§ **Set exercise**:
Will you write out all the entries below exactly?

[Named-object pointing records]
■ ■ ■ ■ ■

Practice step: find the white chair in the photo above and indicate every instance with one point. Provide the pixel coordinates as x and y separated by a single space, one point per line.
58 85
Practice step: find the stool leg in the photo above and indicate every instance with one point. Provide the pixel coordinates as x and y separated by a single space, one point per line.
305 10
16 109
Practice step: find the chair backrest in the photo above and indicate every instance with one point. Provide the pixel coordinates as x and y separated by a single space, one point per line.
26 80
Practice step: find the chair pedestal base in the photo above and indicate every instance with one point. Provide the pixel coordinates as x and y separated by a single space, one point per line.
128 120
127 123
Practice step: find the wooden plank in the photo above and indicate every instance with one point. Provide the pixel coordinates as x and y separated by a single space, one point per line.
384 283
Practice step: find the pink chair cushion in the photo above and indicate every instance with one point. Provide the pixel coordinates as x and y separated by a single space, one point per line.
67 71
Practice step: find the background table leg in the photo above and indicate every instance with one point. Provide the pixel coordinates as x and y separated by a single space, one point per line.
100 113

■ ■ ■ ■ ■

§ **Answer to this exercise**:
Practice step: find the white chair in the photo above and indicate every instance with one point. Provide the pixel coordinates as x and y separated by a single space, one point per line.
58 85
Practice step: find the stool leg in the photo above and indicate every instance with one point. Provide the pixel coordinates as x and y separated by a single space, one point per line.
305 10
16 109
Practice step: find the chair backrest in the photo above and indicate every instance with one point. Provide the pixel coordinates as x and y separated by a single space, one point per line.
26 80
Practice step: find the chair pedestal base in the photo above and indicate every instance with one point. Provide the pixel coordinates as x and y separated by a single space, one point per line.
128 120
127 123
Practice step: find the wooden plank in the photo above and indicate every instance with one point. Provide the pixel coordinates as x and y separated by a single space, one point per line.
384 283
Practice step: find the pink chair cushion in the photo above and indicate every instance with one point. Provide the pixel coordinates as x and y separated by a single space, one point per line.
67 71
Practice step: find the background table leg in the photo above and indicate every instance with one point. Provide the pixel coordinates as x and y separated by a single space, one point per line.
100 113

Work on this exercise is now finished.